- EXERCISE DETAILS
For the data that follows, report how many lines contain the word "umbrella", and nothing else.

- TASK DATA
■ ■ ■

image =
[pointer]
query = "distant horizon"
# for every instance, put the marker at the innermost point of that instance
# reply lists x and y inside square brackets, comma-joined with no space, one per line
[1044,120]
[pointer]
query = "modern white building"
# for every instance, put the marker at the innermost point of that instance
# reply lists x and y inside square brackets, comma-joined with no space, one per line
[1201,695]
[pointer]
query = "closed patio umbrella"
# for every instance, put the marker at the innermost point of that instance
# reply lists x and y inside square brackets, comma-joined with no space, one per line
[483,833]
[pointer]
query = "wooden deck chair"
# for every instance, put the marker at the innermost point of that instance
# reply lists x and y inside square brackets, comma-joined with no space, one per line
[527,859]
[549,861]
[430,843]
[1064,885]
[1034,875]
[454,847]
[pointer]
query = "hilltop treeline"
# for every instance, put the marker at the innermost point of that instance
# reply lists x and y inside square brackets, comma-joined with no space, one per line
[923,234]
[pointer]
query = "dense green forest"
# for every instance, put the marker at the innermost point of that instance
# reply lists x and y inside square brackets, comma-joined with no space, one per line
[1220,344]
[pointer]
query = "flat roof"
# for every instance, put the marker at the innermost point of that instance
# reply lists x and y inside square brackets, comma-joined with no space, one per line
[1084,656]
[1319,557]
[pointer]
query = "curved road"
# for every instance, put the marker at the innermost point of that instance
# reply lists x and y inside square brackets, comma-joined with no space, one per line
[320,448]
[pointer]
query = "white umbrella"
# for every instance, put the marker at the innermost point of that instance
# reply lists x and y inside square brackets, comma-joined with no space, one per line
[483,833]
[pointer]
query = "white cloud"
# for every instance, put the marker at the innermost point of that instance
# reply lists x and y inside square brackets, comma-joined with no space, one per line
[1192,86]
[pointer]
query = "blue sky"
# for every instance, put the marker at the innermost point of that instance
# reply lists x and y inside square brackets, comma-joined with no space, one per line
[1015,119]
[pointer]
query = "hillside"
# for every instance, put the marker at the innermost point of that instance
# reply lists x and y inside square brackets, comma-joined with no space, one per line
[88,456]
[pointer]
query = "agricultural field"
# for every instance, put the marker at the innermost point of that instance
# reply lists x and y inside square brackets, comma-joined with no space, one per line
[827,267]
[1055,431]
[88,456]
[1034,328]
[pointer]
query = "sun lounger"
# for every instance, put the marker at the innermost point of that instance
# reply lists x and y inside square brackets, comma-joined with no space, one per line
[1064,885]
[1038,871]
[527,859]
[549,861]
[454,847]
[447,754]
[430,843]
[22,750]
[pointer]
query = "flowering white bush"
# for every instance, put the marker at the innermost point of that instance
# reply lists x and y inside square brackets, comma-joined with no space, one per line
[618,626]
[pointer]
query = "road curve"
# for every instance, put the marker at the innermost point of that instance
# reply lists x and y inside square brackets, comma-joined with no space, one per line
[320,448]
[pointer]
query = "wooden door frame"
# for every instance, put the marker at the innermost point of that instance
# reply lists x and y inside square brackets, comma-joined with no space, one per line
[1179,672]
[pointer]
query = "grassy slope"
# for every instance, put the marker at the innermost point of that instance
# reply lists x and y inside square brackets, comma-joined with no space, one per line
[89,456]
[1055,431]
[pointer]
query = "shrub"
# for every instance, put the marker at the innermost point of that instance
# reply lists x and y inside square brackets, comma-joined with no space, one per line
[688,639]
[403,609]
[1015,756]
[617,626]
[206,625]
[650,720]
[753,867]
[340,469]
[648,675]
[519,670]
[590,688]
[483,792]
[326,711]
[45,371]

■ ■ ■

- ANSWER SPACE
2